ZADANIE DO WYKONANIA →
Powiel bez żadnych zmian wszystkie wiersze wykazu, od wiersza zawierającego „Mark the reddish brown stem in this photo.” (włącznie z nim) aż do samego końca wykazu.

[Fragmenty danych o oznaczonych obszarach]
⁂

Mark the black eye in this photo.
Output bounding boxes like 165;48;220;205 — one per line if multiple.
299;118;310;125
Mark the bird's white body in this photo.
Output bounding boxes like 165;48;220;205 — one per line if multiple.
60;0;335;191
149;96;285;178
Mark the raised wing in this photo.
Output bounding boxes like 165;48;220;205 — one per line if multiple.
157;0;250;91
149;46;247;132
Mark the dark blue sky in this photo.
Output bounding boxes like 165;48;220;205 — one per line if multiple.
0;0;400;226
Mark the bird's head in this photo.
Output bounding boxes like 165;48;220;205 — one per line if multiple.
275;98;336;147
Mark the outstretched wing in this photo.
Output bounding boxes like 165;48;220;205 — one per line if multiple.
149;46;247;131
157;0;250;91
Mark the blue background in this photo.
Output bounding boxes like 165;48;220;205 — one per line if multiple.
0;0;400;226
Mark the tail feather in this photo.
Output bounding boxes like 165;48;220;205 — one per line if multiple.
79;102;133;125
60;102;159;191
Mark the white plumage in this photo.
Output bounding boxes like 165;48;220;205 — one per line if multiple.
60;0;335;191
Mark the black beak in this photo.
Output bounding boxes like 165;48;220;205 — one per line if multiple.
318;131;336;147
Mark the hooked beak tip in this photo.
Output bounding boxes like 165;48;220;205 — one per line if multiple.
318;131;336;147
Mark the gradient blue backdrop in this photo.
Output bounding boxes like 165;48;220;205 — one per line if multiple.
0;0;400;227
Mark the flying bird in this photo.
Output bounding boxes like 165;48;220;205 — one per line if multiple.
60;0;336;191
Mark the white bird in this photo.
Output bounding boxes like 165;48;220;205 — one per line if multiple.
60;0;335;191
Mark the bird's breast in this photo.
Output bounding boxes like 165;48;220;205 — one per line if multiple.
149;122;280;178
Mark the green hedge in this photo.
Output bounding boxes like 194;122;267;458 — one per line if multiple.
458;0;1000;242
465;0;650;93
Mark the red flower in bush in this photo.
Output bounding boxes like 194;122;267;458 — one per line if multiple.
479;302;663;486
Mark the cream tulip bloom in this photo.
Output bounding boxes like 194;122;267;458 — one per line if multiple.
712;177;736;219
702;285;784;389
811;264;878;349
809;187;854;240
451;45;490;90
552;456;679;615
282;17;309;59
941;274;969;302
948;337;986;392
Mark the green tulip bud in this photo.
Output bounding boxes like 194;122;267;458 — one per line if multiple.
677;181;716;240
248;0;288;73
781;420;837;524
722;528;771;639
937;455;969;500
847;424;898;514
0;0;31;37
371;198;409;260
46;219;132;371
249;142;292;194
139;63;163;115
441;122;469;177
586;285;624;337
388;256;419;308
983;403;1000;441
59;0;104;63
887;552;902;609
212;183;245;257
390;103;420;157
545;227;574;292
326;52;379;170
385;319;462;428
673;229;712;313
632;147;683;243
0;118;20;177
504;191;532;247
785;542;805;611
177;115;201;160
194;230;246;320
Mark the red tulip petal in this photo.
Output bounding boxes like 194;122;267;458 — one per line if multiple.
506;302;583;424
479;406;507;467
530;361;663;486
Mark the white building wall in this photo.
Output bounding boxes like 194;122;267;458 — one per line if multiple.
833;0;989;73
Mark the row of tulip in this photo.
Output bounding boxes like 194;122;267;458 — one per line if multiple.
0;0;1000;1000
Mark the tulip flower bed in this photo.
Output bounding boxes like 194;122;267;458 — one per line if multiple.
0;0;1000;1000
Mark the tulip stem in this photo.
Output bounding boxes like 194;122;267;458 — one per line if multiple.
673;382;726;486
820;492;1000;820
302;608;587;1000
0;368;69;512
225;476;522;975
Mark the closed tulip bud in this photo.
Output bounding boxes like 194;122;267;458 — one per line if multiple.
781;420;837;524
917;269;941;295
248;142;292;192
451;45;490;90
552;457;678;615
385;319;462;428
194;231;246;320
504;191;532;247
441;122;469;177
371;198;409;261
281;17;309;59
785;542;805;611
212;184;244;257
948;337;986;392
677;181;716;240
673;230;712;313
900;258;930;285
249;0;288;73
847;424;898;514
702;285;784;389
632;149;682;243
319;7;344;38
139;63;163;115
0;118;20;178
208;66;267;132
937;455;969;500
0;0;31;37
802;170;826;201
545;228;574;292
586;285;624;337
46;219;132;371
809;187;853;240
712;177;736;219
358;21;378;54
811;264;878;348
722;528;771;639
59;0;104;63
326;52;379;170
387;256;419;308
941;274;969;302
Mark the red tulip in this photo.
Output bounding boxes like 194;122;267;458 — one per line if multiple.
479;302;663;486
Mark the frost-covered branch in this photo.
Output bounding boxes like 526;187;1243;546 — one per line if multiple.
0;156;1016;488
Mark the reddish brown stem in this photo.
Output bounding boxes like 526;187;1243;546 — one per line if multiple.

⁂

WYNIK ĆWICZENIA →
Mark the reddish brown stem in this photo.
Output bounding boxes like 526;187;1243;546 — one per line if multiple.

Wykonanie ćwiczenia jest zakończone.